** Description of the task **
Repeat the records below word for word, but start at the line that contains "point_to SHOULD place one pin on every instance of the safety", stop after the last line, and include nothing else.

::: Dataset records

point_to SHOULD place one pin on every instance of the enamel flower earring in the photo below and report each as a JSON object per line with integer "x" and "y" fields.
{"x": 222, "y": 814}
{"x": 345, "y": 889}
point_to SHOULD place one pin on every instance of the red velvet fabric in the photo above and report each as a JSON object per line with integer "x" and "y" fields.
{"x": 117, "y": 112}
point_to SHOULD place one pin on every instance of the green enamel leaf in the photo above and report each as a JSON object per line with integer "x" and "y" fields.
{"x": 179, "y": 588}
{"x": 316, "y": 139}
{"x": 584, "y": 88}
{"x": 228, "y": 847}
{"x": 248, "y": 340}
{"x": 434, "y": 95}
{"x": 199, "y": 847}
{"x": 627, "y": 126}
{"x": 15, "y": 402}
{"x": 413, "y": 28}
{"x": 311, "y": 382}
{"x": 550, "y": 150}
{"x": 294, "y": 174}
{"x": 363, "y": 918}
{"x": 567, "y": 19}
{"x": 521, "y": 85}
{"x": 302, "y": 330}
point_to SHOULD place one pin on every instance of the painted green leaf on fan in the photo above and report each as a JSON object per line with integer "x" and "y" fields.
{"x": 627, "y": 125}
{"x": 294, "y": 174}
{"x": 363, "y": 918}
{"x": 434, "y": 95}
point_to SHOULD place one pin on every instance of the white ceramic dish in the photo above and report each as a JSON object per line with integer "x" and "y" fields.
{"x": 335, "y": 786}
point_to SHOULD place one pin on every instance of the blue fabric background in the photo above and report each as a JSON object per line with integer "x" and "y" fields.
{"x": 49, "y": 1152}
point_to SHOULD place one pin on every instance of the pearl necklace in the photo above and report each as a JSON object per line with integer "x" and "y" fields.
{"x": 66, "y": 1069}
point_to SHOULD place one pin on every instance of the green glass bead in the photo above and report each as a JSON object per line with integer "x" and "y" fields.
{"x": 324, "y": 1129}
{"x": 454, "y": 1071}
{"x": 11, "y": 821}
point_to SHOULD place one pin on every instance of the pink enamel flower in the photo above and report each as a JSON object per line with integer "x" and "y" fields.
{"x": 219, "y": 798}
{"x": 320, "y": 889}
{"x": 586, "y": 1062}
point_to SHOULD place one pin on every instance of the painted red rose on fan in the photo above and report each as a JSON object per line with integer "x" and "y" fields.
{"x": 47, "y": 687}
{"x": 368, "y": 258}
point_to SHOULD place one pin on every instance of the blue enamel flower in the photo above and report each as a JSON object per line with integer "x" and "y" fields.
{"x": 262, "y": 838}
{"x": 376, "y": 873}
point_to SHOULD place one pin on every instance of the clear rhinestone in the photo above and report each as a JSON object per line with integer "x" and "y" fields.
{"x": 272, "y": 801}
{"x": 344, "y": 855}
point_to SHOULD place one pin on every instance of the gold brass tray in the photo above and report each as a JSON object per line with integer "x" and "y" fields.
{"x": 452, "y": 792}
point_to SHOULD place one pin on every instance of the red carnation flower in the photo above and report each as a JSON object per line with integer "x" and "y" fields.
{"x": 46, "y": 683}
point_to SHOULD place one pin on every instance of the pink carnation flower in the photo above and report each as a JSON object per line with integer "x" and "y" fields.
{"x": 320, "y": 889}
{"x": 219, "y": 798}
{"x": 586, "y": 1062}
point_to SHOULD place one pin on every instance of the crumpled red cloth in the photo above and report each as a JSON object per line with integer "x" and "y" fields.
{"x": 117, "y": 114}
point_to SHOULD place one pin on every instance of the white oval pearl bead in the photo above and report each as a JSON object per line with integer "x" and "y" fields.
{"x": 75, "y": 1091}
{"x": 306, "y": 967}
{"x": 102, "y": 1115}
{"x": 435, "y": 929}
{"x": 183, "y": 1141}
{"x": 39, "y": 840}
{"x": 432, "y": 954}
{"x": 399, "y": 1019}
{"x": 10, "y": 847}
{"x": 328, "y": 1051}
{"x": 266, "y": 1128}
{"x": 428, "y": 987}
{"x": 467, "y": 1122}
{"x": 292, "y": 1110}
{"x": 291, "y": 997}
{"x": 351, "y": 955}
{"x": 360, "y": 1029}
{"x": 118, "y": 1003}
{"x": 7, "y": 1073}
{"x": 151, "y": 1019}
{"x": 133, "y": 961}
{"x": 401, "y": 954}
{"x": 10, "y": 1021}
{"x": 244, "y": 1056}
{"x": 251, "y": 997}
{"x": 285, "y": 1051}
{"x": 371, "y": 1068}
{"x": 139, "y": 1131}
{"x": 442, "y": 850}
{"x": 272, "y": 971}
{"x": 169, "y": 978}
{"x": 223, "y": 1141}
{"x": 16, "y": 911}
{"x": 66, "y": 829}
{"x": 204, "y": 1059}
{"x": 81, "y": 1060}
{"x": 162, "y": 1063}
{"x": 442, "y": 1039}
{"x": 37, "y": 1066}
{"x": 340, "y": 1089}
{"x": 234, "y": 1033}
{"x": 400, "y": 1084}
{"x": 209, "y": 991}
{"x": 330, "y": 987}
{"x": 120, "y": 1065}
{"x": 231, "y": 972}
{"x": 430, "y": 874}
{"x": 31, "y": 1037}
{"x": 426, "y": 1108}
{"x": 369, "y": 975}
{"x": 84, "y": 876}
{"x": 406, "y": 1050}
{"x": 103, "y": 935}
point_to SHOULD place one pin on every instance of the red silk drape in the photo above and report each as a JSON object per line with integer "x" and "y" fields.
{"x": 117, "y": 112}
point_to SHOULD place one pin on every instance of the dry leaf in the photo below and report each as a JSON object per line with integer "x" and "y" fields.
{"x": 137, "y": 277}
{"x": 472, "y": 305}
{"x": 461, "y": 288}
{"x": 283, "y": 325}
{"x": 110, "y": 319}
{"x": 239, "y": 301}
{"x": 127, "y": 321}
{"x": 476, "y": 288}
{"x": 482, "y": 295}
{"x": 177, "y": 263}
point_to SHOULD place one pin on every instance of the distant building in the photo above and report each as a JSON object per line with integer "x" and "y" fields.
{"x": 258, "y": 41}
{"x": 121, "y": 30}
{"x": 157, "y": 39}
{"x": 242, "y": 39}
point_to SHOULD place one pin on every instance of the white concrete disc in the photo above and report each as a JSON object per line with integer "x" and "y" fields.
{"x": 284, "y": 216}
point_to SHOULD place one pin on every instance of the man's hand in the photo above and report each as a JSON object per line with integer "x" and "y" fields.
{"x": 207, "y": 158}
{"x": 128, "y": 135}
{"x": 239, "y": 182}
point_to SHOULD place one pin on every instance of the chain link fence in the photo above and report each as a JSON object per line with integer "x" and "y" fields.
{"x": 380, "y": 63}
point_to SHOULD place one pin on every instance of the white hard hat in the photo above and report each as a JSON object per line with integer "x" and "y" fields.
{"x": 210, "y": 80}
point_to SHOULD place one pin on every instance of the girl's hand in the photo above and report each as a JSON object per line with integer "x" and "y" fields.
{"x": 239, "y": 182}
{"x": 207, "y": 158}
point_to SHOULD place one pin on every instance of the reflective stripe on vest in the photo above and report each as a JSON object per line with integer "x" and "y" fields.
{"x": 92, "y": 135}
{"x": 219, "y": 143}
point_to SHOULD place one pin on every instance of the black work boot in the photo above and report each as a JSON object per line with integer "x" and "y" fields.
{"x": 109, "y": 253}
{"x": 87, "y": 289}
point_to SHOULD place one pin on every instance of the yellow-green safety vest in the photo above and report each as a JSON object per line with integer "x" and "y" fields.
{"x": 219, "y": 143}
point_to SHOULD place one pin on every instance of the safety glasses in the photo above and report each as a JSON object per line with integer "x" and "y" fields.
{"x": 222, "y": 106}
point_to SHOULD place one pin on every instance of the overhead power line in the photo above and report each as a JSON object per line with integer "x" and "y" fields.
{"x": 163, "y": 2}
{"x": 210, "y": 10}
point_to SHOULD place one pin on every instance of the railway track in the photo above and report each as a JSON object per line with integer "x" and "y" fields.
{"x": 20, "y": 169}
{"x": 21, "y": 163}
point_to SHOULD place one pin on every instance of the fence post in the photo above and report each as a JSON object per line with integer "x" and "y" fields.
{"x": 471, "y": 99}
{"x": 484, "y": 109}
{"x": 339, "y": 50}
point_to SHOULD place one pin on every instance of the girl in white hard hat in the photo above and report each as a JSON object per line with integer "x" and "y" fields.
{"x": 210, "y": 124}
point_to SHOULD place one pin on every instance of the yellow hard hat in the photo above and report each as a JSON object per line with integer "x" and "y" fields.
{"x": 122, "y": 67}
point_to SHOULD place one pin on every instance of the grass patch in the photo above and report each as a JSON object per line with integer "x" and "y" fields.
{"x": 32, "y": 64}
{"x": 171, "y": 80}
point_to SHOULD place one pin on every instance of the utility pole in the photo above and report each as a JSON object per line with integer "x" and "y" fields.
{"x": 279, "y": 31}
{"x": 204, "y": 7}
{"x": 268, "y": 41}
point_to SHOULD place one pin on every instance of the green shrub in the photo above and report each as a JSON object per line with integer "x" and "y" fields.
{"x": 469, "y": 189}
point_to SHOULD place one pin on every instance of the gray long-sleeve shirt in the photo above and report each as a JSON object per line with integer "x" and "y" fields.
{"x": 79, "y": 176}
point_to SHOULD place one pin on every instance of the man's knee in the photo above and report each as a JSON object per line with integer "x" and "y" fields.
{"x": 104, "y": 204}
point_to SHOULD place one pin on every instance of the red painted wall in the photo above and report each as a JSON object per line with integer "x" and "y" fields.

::::::

** Answer **
point_to SHOULD place one pin on every instance of the safety glasses in the photo above and report each as a JSON object per line with integer "x" and "y" fields.
{"x": 222, "y": 106}
point_to SHOULD place one pin on every instance of the overhead power line in the photo above and report each as a JSON object per line with integer "x" and "y" fields.
{"x": 163, "y": 2}
{"x": 210, "y": 10}
point_to SHOULD place one pin on every instance of the railway track in the photo above and report each as a JSON object per line with integer "x" and "y" fields.
{"x": 20, "y": 169}
{"x": 21, "y": 163}
point_to SHOULD place one pin on every instance of the fence post in the photo above and report each as a JSON object per line with integer "x" and "y" fields.
{"x": 471, "y": 99}
{"x": 484, "y": 109}
{"x": 339, "y": 50}
point_to SHOULD place one pin on every instance of the girl in white hard hat in the photo above and report each as a JSON object per line with integer "x" and "y" fields.
{"x": 210, "y": 124}
point_to SHOULD place one pin on every instance of the yellow hard hat in the photo above and report each as a JSON object per line with integer "x" and "y" fields.
{"x": 122, "y": 67}
point_to SHOULD place one pin on every instance of the grass patch in the photo above and report each as a JSON object per line with integer "x" and "y" fields.
{"x": 32, "y": 64}
{"x": 171, "y": 80}
point_to SHOULD place one pin on every instance of the utility pole in the photo above and report each as a JSON object per line with integer "x" and "y" fields.
{"x": 279, "y": 31}
{"x": 204, "y": 7}
{"x": 268, "y": 41}
point_to SHOULD place one pin on every instance of the green shrub in the photo above and report each as a JSON object per line with integer "x" and "y" fields.
{"x": 469, "y": 189}
point_to SHOULD place one pin on every instance of the gray long-sleeve shirt in the photo above and report each as a JSON object per line with integer "x" and "y" fields.
{"x": 79, "y": 176}
point_to SHOULD place one pin on every instance of the man's knee in the photo above and report each as a JSON object per line with integer "x" and "y" fields.
{"x": 104, "y": 204}
point_to SHOULD place one pin on every instance of the red painted wall in the photo above and report each as a JSON object per line with integer "x" and "y" fields.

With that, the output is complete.